Rewrite the data below as a numbered list, from the line containing "like [221, 106]." through the last line of the data, both included, and omit any blank lines.

"""

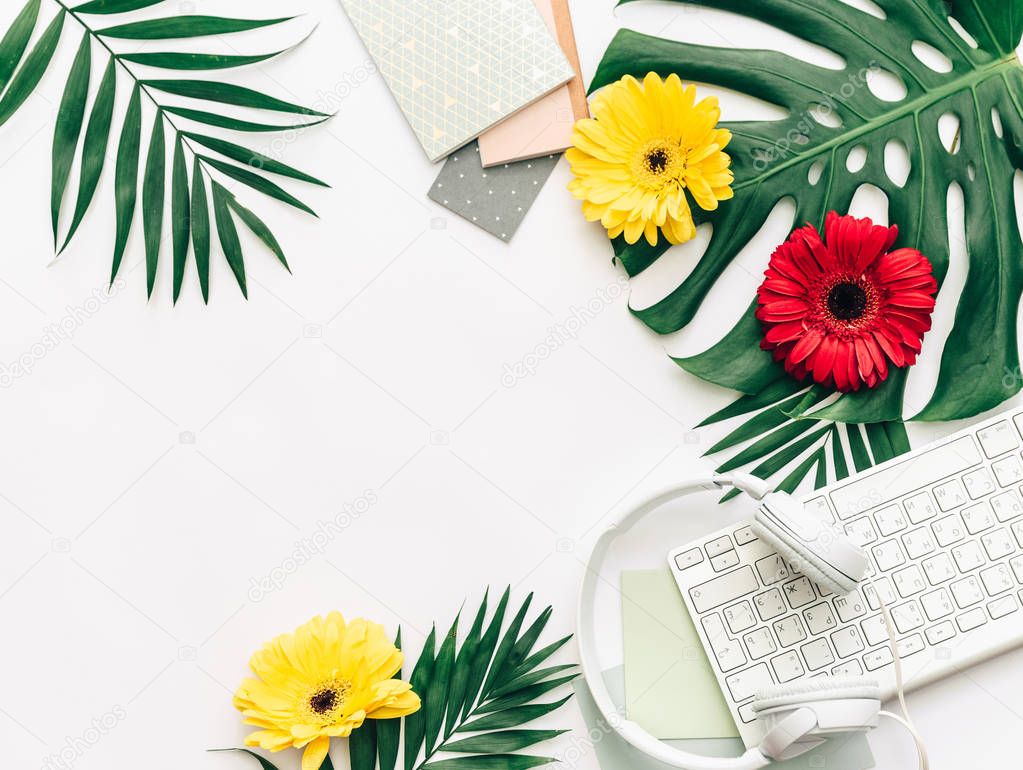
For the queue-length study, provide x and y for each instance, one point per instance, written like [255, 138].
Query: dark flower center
[657, 161]
[323, 701]
[847, 302]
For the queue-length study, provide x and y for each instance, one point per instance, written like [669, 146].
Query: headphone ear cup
[802, 556]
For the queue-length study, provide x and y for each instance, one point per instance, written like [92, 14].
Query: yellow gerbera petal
[320, 682]
[315, 753]
[650, 145]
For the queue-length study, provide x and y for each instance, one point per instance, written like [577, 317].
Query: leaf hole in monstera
[923, 375]
[961, 31]
[826, 116]
[931, 57]
[886, 85]
[897, 164]
[871, 201]
[815, 172]
[948, 131]
[868, 6]
[856, 159]
[996, 123]
[1018, 197]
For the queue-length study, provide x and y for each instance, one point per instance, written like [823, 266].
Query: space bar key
[930, 466]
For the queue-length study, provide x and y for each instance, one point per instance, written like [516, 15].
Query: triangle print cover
[456, 68]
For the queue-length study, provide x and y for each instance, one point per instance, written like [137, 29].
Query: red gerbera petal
[845, 308]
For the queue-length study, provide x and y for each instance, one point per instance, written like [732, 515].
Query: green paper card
[670, 689]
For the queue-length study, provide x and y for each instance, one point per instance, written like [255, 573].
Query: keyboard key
[978, 484]
[787, 667]
[726, 652]
[907, 617]
[909, 645]
[905, 477]
[882, 586]
[890, 519]
[819, 508]
[721, 590]
[849, 668]
[997, 579]
[692, 557]
[978, 517]
[949, 495]
[744, 536]
[799, 593]
[937, 604]
[875, 630]
[1007, 505]
[740, 617]
[967, 591]
[850, 606]
[724, 561]
[718, 546]
[847, 641]
[909, 581]
[939, 569]
[971, 620]
[998, 544]
[888, 555]
[790, 630]
[919, 542]
[772, 570]
[819, 618]
[942, 632]
[997, 439]
[968, 556]
[745, 684]
[769, 604]
[878, 658]
[817, 654]
[1002, 606]
[948, 530]
[759, 643]
[861, 532]
[1008, 470]
[920, 507]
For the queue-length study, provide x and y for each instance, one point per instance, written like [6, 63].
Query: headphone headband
[631, 732]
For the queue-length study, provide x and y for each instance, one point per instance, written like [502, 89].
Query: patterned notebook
[457, 68]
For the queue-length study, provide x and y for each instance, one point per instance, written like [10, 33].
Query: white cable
[899, 682]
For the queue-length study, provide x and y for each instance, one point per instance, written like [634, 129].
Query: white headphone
[798, 716]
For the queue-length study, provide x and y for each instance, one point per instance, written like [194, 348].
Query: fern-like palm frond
[84, 126]
[477, 697]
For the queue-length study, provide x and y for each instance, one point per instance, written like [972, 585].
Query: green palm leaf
[16, 40]
[193, 213]
[69, 128]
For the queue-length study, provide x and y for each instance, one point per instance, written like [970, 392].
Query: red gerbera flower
[843, 308]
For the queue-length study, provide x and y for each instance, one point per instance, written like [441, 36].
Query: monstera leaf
[805, 156]
[143, 177]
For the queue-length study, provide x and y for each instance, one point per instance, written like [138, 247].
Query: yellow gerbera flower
[647, 144]
[321, 682]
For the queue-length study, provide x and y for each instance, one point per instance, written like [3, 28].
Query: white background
[161, 461]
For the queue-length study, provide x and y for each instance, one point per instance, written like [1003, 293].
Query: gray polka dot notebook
[495, 198]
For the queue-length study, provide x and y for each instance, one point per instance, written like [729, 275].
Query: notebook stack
[504, 73]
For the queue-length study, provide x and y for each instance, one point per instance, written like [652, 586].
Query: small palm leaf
[193, 212]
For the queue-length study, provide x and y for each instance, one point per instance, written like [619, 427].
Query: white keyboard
[943, 527]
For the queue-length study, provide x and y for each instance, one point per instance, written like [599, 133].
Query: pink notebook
[544, 127]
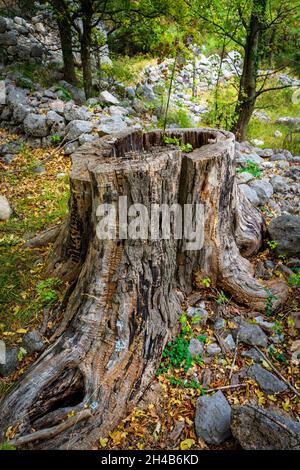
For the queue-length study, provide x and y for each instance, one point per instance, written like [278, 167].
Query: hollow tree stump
[125, 297]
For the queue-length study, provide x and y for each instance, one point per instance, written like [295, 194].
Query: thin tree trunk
[126, 294]
[66, 40]
[86, 44]
[247, 90]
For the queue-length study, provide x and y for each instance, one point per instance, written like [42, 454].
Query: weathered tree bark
[247, 89]
[126, 293]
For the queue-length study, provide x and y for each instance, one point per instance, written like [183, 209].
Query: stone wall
[29, 42]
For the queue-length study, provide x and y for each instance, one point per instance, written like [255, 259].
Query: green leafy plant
[250, 167]
[272, 244]
[222, 298]
[6, 446]
[55, 139]
[47, 291]
[294, 279]
[21, 354]
[175, 141]
[206, 282]
[269, 302]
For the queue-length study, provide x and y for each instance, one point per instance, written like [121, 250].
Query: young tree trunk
[247, 90]
[85, 47]
[125, 300]
[66, 40]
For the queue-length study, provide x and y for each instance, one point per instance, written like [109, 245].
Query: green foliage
[6, 446]
[21, 354]
[250, 167]
[47, 291]
[222, 298]
[269, 302]
[294, 279]
[206, 282]
[272, 244]
[55, 139]
[187, 148]
[65, 95]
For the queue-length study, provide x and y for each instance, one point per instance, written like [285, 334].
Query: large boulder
[212, 420]
[250, 194]
[263, 189]
[258, 429]
[285, 231]
[35, 125]
[267, 381]
[3, 24]
[76, 128]
[11, 362]
[5, 209]
[33, 342]
[9, 38]
[108, 98]
[252, 334]
[76, 113]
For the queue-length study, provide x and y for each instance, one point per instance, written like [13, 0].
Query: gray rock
[244, 157]
[244, 177]
[195, 347]
[20, 111]
[3, 24]
[71, 148]
[108, 98]
[38, 170]
[250, 194]
[212, 421]
[278, 157]
[213, 349]
[252, 354]
[267, 381]
[289, 121]
[75, 128]
[37, 51]
[252, 334]
[229, 341]
[263, 189]
[55, 119]
[16, 96]
[265, 153]
[112, 125]
[76, 113]
[9, 38]
[199, 314]
[57, 105]
[5, 209]
[87, 138]
[219, 324]
[32, 342]
[279, 184]
[11, 362]
[35, 125]
[258, 429]
[266, 325]
[285, 231]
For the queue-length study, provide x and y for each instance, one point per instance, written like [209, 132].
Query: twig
[234, 357]
[225, 387]
[51, 432]
[277, 372]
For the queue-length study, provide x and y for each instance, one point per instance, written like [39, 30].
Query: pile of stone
[46, 119]
[278, 185]
[23, 41]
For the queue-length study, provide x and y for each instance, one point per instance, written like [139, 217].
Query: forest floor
[165, 418]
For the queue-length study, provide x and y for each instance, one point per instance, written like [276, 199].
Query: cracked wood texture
[125, 295]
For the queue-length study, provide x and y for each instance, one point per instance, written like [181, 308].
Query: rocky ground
[251, 360]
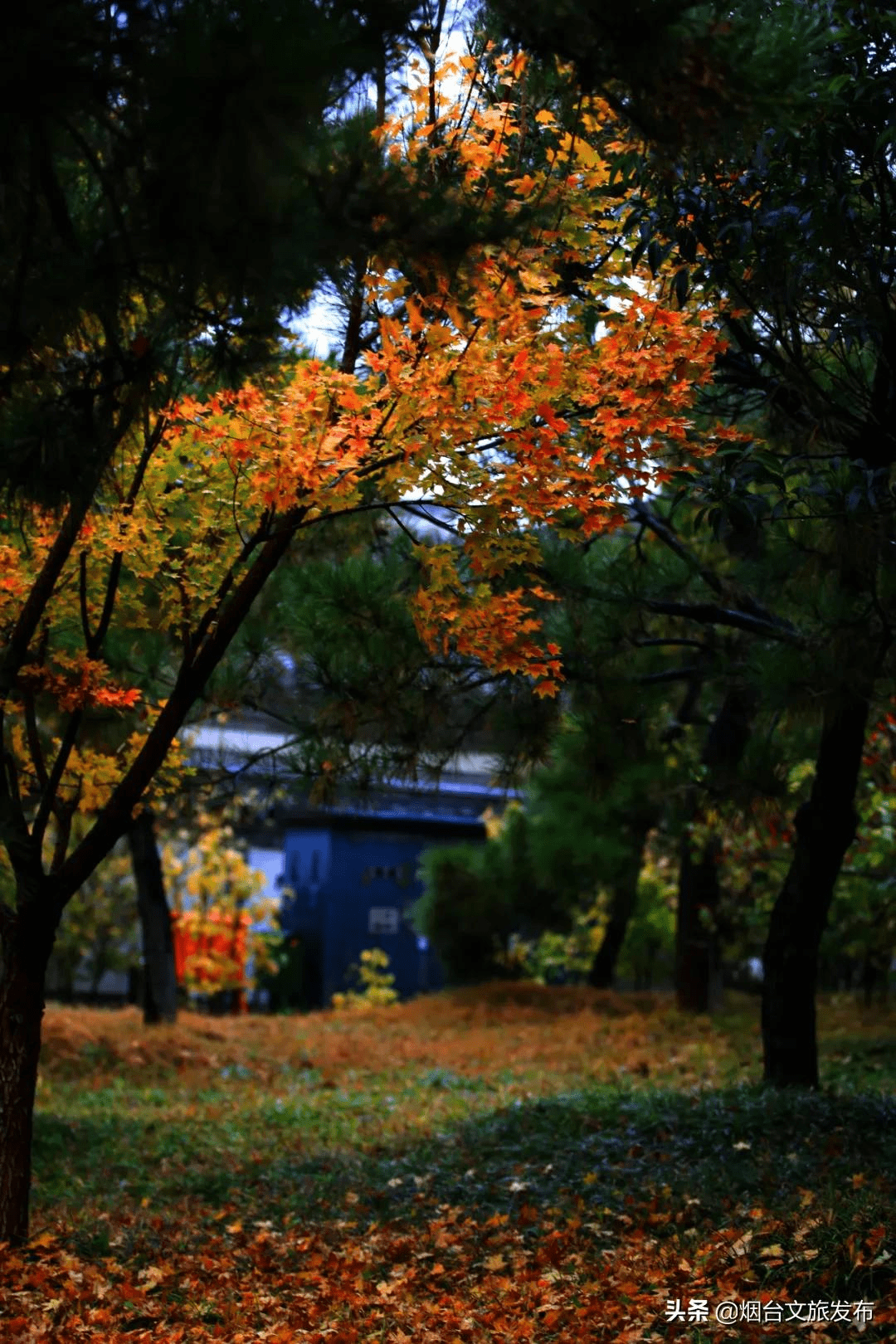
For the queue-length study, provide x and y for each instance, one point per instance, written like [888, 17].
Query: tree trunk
[624, 901]
[160, 979]
[26, 941]
[698, 953]
[825, 828]
[698, 945]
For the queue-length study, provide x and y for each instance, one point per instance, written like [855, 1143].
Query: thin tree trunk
[622, 906]
[698, 952]
[698, 945]
[825, 828]
[26, 941]
[160, 979]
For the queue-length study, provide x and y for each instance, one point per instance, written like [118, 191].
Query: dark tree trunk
[698, 945]
[26, 941]
[622, 905]
[160, 979]
[825, 828]
[698, 952]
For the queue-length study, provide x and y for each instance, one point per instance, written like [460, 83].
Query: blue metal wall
[353, 889]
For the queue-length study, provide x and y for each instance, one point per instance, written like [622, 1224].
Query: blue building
[351, 878]
[348, 871]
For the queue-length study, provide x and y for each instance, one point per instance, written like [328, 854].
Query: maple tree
[481, 388]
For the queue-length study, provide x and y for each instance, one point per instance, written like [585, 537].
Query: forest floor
[512, 1163]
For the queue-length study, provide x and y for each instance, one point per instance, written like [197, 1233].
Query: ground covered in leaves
[514, 1163]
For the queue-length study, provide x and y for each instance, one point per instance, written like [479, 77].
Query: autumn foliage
[589, 1237]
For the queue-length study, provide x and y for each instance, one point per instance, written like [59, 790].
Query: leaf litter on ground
[516, 1161]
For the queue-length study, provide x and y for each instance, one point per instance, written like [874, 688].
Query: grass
[602, 1153]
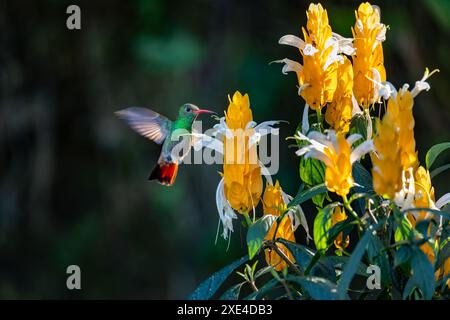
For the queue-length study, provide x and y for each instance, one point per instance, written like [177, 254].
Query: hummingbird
[161, 130]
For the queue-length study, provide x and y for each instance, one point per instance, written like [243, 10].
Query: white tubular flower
[319, 142]
[404, 199]
[335, 151]
[214, 141]
[289, 66]
[296, 215]
[443, 201]
[345, 45]
[292, 41]
[226, 213]
[422, 84]
[387, 90]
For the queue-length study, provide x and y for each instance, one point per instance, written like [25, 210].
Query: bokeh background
[73, 187]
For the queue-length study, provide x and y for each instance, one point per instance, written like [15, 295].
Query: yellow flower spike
[318, 77]
[241, 172]
[368, 33]
[336, 152]
[274, 204]
[338, 175]
[387, 167]
[443, 271]
[424, 192]
[338, 216]
[339, 111]
[401, 107]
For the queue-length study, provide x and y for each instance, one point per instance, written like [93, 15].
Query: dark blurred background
[73, 186]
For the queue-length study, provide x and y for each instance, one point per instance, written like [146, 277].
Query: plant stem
[274, 247]
[253, 285]
[319, 118]
[247, 218]
[350, 209]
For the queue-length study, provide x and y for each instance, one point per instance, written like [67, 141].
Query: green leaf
[439, 170]
[439, 213]
[316, 287]
[208, 287]
[423, 275]
[363, 179]
[322, 223]
[378, 256]
[319, 199]
[434, 152]
[403, 230]
[402, 255]
[352, 265]
[232, 293]
[312, 171]
[341, 261]
[359, 126]
[257, 232]
[272, 283]
[303, 255]
[305, 195]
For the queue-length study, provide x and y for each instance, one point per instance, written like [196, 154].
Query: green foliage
[322, 224]
[422, 275]
[209, 287]
[257, 232]
[434, 152]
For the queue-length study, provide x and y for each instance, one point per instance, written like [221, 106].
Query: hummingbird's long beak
[200, 111]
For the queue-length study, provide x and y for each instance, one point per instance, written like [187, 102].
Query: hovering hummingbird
[161, 130]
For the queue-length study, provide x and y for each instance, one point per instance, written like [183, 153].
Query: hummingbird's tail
[164, 172]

"""

Exercise result
1. For the queue-length study, provide x and y for each instance, one point per instance, written like [221, 106].
2. Query: hummingbird's long beak
3. [200, 111]
4. For the queue-length study, provide x and y for each instance, one point per instance, written like [187, 102].
5. Query: hovering hummingbird
6. [161, 130]
7. For the queue-length study, provide x and y for each instance, one point per instance, written like [183, 153].
8. Query: hummingbird's tail
9. [164, 172]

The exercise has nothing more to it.